- EXERCISE GOAL -
Return each line from the records below that contains the word "wall", and leave out all other lines.

- INPUT DATA -
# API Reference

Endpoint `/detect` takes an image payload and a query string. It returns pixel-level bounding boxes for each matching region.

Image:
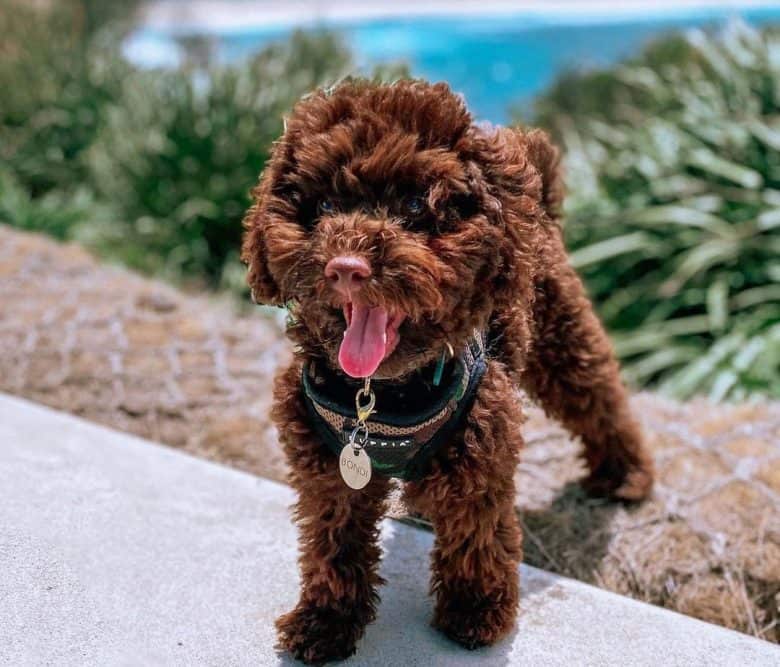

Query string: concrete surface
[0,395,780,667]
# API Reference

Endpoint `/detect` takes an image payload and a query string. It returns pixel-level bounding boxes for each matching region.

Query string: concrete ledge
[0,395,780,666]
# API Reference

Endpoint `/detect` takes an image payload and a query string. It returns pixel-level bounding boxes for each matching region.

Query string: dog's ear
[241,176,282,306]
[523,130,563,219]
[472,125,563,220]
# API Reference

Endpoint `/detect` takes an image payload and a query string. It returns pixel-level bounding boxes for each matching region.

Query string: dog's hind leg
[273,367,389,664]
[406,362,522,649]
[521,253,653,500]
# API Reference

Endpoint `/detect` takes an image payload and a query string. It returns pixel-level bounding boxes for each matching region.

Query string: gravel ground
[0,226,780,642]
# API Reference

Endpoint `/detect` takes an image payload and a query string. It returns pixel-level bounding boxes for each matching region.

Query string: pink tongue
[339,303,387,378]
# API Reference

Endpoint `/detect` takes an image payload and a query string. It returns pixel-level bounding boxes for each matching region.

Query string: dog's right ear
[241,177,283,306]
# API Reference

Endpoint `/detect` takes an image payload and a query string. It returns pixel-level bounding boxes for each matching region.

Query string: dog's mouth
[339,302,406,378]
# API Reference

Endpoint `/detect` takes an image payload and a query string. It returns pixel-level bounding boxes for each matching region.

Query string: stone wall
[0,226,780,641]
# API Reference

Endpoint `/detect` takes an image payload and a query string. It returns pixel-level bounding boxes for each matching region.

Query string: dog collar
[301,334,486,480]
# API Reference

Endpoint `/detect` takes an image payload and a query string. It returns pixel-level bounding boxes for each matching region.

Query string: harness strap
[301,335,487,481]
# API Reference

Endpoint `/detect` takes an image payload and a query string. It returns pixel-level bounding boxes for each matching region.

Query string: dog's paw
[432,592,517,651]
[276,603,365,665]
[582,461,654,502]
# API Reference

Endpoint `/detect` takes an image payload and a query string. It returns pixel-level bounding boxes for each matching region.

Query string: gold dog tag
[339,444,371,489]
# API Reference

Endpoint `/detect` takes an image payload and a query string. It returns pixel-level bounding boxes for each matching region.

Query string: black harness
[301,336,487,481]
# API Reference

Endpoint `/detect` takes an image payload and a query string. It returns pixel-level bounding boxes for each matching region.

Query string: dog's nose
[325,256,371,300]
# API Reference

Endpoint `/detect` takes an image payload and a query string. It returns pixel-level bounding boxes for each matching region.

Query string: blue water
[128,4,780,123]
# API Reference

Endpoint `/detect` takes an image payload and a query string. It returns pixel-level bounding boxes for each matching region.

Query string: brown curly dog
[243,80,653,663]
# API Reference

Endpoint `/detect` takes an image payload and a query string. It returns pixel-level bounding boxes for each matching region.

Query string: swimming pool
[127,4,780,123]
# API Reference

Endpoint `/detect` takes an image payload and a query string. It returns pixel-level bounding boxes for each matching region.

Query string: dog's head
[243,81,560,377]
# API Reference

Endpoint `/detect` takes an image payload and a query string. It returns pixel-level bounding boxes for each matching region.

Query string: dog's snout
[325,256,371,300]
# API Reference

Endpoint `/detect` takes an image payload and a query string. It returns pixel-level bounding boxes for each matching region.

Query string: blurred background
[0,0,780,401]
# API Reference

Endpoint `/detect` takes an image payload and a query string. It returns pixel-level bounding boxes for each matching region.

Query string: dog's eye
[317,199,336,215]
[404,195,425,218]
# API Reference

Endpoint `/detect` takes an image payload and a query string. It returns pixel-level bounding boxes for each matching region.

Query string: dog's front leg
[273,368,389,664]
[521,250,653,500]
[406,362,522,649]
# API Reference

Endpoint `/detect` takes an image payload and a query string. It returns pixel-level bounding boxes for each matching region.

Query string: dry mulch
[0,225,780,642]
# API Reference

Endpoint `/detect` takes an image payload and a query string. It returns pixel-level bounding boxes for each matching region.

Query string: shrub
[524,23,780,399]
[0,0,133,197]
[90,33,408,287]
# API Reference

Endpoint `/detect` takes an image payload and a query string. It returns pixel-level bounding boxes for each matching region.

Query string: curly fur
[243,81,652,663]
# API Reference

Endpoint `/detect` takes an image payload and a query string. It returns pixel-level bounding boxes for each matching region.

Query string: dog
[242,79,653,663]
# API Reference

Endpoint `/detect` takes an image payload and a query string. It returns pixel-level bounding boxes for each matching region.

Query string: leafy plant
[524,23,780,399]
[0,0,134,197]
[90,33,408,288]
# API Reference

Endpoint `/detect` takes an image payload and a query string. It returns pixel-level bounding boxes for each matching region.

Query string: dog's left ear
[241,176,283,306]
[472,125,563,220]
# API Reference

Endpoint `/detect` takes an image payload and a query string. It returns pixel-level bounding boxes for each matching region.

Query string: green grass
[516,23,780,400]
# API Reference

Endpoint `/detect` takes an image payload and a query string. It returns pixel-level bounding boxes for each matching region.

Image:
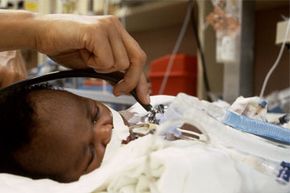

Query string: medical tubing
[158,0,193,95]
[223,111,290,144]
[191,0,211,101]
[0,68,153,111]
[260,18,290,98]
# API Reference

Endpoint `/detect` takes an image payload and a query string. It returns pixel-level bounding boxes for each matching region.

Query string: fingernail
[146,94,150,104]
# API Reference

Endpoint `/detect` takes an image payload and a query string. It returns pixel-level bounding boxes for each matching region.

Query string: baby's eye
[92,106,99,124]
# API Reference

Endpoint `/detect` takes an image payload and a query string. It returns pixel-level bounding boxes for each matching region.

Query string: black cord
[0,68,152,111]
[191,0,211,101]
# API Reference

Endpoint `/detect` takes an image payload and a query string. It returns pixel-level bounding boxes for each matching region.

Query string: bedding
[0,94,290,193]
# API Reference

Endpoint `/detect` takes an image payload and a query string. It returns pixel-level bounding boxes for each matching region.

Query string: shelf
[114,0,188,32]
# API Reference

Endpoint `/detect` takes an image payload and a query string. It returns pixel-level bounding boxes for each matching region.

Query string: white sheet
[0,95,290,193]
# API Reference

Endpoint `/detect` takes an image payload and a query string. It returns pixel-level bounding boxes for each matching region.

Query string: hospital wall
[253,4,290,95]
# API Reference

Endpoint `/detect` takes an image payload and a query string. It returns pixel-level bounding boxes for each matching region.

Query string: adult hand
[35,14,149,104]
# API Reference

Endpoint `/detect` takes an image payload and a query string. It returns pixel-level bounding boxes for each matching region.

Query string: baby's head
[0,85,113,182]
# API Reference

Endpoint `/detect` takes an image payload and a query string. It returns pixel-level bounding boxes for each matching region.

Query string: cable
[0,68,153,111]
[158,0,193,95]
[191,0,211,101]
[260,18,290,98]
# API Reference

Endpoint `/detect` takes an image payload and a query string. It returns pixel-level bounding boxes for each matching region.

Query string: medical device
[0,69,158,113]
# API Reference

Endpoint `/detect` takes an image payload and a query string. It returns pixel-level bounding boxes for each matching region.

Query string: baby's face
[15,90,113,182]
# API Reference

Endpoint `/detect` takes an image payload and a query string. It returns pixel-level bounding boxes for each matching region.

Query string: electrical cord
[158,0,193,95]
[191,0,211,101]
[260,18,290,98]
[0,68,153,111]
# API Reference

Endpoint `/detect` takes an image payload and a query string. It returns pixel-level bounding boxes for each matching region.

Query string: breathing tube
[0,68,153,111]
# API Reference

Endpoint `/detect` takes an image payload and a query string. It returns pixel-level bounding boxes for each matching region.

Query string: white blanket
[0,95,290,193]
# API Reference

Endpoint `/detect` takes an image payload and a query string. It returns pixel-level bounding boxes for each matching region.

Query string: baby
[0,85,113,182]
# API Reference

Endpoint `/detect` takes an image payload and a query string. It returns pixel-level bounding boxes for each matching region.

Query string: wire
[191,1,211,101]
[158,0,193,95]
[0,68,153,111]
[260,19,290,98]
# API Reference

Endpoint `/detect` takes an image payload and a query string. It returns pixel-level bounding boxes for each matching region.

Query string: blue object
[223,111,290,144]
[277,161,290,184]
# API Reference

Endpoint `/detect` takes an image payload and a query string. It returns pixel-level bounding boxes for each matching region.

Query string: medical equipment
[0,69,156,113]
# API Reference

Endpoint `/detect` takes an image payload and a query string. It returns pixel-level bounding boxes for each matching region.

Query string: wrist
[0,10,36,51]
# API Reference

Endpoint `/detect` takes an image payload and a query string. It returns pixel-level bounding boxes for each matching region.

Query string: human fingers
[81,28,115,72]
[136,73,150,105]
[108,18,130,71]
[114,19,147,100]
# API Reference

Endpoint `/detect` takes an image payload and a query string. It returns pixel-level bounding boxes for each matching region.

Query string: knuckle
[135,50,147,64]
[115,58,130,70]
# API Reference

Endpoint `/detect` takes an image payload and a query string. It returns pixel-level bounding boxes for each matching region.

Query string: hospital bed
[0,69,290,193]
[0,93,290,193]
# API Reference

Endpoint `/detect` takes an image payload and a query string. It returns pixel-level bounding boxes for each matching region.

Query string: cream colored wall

- SOLUTION TO THE EXERCISE -
Query string: stone wall
Query string: hospital wall
Query string: cream colored wall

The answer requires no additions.